In the entries below, every line that contains "background" must be located and copied.

[Referring expression data]
***

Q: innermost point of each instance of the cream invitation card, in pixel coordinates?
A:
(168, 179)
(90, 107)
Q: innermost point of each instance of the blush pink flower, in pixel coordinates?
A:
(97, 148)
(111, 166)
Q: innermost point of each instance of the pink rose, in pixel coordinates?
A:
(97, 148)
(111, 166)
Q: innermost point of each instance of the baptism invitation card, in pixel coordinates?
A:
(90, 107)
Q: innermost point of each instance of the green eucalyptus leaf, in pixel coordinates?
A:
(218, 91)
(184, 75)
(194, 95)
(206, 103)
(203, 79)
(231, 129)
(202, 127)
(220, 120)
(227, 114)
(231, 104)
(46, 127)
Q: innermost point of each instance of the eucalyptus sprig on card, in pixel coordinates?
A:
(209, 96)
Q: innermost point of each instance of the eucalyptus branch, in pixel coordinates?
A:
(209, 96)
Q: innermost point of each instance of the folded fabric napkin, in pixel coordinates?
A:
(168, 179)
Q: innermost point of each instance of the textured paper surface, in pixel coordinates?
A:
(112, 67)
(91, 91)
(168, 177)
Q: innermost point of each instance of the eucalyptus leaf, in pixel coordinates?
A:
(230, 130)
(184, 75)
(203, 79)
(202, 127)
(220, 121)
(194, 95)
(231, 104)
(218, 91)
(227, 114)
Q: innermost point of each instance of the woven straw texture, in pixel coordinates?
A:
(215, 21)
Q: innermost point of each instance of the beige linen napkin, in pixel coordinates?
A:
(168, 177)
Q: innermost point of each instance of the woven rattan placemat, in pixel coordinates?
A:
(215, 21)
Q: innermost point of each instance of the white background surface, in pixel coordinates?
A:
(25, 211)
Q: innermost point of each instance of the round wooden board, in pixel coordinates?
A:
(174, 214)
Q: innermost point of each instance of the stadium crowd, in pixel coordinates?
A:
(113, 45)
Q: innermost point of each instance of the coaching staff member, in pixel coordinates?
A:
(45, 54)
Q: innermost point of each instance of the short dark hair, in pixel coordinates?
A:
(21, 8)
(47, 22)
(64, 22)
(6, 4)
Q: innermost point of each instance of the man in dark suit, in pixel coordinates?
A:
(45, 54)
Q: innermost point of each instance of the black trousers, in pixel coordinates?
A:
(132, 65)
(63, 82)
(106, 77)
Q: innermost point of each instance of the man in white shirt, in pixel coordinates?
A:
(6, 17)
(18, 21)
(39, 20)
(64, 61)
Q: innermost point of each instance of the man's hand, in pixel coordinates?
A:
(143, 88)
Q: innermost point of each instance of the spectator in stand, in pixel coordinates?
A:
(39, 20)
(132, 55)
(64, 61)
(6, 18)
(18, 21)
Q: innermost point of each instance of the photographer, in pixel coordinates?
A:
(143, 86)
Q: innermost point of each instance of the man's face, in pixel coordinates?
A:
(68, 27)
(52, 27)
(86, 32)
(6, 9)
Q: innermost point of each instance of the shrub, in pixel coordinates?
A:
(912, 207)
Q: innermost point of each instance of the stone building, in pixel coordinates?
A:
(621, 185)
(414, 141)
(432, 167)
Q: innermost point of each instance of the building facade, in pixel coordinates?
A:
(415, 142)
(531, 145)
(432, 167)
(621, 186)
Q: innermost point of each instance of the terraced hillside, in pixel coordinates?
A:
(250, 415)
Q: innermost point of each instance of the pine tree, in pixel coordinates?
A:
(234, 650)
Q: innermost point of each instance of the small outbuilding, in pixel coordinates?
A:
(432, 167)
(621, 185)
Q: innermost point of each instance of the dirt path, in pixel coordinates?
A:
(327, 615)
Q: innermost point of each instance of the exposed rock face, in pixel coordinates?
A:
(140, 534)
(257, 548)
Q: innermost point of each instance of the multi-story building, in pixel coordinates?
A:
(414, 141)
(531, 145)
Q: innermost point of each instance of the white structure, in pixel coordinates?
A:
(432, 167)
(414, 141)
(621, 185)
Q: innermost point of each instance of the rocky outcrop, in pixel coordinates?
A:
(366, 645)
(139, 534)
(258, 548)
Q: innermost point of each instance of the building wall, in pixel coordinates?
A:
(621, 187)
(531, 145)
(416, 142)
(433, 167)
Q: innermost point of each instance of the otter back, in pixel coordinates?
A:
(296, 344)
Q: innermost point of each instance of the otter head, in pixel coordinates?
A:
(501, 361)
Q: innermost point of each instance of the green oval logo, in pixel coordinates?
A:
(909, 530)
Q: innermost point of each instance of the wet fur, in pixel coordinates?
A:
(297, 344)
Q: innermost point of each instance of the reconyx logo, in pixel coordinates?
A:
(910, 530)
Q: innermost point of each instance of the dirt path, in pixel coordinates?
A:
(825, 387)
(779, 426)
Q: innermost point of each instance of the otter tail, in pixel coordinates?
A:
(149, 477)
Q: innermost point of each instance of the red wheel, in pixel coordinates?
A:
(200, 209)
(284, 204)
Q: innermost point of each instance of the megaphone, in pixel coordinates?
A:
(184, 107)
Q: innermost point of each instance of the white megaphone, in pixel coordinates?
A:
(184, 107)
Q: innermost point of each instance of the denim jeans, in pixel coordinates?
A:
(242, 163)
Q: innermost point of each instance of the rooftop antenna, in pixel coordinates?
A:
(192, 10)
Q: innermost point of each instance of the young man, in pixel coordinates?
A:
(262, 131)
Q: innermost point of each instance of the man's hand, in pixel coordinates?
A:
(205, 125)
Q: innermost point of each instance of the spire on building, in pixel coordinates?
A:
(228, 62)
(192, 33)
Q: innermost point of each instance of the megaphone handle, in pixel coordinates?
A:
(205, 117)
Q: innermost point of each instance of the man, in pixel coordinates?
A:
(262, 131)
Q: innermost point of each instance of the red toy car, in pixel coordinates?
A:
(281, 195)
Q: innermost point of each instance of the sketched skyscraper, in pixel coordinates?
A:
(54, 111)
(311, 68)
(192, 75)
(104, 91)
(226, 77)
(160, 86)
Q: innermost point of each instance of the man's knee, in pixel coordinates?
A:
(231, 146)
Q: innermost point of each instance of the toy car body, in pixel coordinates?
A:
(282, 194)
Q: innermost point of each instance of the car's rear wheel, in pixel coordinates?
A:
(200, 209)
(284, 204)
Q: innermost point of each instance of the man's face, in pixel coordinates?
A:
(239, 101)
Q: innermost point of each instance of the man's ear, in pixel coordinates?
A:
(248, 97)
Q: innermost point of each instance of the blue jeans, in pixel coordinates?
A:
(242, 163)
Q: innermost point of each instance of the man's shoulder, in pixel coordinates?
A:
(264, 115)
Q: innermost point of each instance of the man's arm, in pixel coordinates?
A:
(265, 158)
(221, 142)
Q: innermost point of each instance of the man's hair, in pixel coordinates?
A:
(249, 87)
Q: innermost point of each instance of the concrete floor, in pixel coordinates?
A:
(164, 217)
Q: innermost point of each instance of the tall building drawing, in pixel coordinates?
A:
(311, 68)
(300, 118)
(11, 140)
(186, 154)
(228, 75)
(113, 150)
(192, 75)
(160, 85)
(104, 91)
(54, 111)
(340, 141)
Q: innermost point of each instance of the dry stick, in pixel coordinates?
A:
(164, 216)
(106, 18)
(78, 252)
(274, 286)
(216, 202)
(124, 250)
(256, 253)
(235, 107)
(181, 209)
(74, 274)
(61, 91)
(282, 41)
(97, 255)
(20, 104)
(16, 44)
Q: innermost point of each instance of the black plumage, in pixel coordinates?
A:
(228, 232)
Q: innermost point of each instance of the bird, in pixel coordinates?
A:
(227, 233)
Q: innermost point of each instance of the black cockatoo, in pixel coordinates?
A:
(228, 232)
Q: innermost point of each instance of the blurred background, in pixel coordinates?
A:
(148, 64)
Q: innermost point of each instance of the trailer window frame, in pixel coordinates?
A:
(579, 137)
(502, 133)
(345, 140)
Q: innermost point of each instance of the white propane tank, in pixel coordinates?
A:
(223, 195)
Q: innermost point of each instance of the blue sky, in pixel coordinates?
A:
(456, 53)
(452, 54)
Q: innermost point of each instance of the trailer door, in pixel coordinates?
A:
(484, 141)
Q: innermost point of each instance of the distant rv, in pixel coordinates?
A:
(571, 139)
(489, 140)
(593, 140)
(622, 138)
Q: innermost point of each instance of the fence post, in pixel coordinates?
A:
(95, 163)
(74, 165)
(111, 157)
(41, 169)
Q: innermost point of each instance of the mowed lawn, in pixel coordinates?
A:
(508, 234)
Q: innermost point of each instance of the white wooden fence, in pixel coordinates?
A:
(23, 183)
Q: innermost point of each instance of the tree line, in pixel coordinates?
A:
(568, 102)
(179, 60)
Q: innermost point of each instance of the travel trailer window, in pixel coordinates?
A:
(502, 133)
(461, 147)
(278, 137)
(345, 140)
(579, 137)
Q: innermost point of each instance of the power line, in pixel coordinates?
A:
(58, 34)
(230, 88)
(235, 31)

***

* [SOLUTION TO THE EXERCISE]
Q: innermost point of each instance of the white background surface, in pixel coordinates?
Q: innermost point of each instance of the blurred background, in pixel coordinates?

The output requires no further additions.